• **Tujuan**
Ubah "upacara" menjadi "ritual" pada bagian kutipan tentang KH Zaenal Mustafa, dari kata "Ketika Jepang berkuasa, rakyat" sampai dengan kata "sudah melampaui batas.", lalu tuliskan kembali bagian itu.

• **Kutipan**
• • • • • • •
Bekal Islam dalam Perjuangan KH Zaenal Mustafa
KH Zaenal Mustafa ialah pejuang Islam dari Jawa Barat yang
mengadakan pemberontakan terhadap kezaliman Jepang. Kiai Zaenal memiliki nama
kecil Hudaeni yang berasal dari keluarga petani berkecukupan. Hudaeni lahir di
kampung Bageur, Kecamatan Singaparna, Kabupaten Tasikmalaya. Ketika menunaikan
ibadah haji pada tahun 1927, barulah Hudaeni mengubah namanya menjadi Zaenal
Mustafa.
KH Zaenal Mustafa memimpin pasukannya dalam perlawanan
melawan penjajah. Sebagai pemimpin Kiai Zaenal tidak ingin membebankan risiko
berperang kepada para pasukannya. Dia berdalih bahwa siap menanggung risiko
semuanya di pundaknya. Perjuangan Kiai Zaenal
dimulai dari khutbah-khutbahnya yang menyadarkan kembali sikap
kesaudaraan sebagai bangsa dan sikap penentangan terhadap penjajah. Hal ini
membuat Kiai Zaenal ditangkap pada 17November 1941 atas tuduhan penghasutan
terhadap pemerintah Hindia Belanda.
Penangkapan ini tidak membuat mental kiai yang mendirikan
Pesantren Sukamanah ini padam nyalinya. Kiai Zaenal baru bebas dari tahanan
ketika Belanda kalah dalam Perang Dunia II dan melepaskan Indonesia ke tangan
Jepang.
Ketika Jepang berkuasa, rakyat termasuk Kiai Zaenal dipaksa
melakukan upacara seikerei, yaitu sebuah upacara membungkukkan diri 90 derajat ke arah matahari terbit. Kiai
Zaenal yang pernah menuntut ilmu agama di Arab Saudi ini menilai bahwa upacara
tersebut bertentangan dengan ajaran Islam. Inilah yang membuatnya harus
melakukan perjuangan fisik demi tegaknya Tauhid. Belum lagi aksi pemerkosaan
yang dilakukan tentara-tentara Jepang terhadap perempuan di Tasikmalaya yang
sudah memprihatinkan. Jadi sudah sepatutnya untuk melakukan perlawanan melihat
tindakan Jepang yang sudah melampaui batas.
• • • • • • •
• **Data yang Diberikan**
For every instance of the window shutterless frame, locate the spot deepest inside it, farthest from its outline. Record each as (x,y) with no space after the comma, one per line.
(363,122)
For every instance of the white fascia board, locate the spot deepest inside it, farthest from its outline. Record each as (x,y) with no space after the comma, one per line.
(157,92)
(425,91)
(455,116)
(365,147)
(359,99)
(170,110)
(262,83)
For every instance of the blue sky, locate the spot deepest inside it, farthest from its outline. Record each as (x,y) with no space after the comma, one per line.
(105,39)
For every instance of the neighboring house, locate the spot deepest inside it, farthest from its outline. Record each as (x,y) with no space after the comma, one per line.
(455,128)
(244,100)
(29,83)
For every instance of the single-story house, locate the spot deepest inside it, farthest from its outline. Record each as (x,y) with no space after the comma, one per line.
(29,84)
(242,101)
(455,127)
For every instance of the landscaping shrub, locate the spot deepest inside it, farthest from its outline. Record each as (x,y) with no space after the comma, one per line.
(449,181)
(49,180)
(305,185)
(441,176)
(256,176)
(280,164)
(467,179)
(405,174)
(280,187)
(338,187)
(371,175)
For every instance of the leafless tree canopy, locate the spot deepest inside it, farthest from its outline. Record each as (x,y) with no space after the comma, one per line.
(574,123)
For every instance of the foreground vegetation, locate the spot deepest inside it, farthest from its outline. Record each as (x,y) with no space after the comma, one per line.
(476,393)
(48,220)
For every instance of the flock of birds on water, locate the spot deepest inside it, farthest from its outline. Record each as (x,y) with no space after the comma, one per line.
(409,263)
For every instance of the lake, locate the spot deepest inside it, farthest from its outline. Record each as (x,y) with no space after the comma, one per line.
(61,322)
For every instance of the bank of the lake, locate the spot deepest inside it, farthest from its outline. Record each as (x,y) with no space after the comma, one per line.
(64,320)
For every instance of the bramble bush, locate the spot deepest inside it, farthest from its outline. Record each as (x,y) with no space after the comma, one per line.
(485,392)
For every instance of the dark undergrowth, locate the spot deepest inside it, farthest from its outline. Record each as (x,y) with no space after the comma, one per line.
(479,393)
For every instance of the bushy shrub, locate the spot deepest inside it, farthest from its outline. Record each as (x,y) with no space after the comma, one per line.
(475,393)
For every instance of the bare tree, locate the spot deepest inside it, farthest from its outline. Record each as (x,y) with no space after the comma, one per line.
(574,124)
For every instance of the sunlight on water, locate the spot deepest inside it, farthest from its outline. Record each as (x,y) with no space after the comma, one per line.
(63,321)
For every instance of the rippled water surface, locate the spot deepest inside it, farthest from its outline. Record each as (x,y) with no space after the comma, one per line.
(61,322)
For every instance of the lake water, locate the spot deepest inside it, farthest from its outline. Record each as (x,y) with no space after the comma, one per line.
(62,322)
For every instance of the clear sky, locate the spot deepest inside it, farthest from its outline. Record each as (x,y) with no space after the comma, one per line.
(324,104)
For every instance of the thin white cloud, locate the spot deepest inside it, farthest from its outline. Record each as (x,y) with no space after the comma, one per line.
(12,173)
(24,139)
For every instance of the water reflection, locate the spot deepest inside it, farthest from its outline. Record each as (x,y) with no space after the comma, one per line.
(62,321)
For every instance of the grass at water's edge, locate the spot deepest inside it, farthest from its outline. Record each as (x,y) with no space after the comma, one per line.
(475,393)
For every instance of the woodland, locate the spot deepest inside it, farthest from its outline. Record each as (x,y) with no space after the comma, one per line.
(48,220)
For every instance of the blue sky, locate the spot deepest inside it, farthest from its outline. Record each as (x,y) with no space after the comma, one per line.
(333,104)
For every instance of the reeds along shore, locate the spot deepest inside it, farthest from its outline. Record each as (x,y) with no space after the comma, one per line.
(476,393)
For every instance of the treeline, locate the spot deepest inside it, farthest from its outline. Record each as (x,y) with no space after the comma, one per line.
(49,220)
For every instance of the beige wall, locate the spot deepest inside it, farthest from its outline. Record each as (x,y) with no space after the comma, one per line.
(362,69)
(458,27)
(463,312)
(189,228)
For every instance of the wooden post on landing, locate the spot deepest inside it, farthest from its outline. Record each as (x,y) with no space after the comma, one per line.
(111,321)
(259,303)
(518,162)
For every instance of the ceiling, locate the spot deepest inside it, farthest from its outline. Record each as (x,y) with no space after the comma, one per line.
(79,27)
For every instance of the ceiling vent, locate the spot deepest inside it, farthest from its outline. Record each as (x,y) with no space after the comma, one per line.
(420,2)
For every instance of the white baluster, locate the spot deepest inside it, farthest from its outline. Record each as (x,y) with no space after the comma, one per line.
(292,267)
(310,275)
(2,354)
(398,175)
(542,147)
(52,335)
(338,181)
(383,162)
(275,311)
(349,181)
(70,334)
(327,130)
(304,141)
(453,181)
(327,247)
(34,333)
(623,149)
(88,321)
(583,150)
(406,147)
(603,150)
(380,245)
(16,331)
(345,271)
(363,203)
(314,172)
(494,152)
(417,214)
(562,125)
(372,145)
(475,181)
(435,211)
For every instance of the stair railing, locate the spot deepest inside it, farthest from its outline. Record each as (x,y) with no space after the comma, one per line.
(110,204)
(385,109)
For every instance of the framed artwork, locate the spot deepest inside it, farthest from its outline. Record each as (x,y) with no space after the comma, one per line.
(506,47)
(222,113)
• • • • • • •
• **Jawaban Tugas**
Ketika Jepang berkuasa, rakyat termasuk Kiai Zaenal dipaksa
melakukan ritual seikerei, yaitu sebuah ritual membungkukkan diri 90 derajat ke arah matahari terbit. Kiai
Zaenal yang pernah menuntut ilmu agama di Arab Saudi ini menilai bahwa ritual
tersebut bertentangan dengan ajaran Islam. Inilah yang membuatnya harus
melakukan perjuangan fisik demi tegaknya Tauhid. Belum lagi aksi pemerkosaan
yang dilakukan tentara-tentara Jepang terhadap perempuan di Tasikmalaya yang
sudah memprihatinkan. Jadi sudah sepatutnya untuk melakukan perlawanan melihat
tindakan Jepang yang sudah melampaui batas.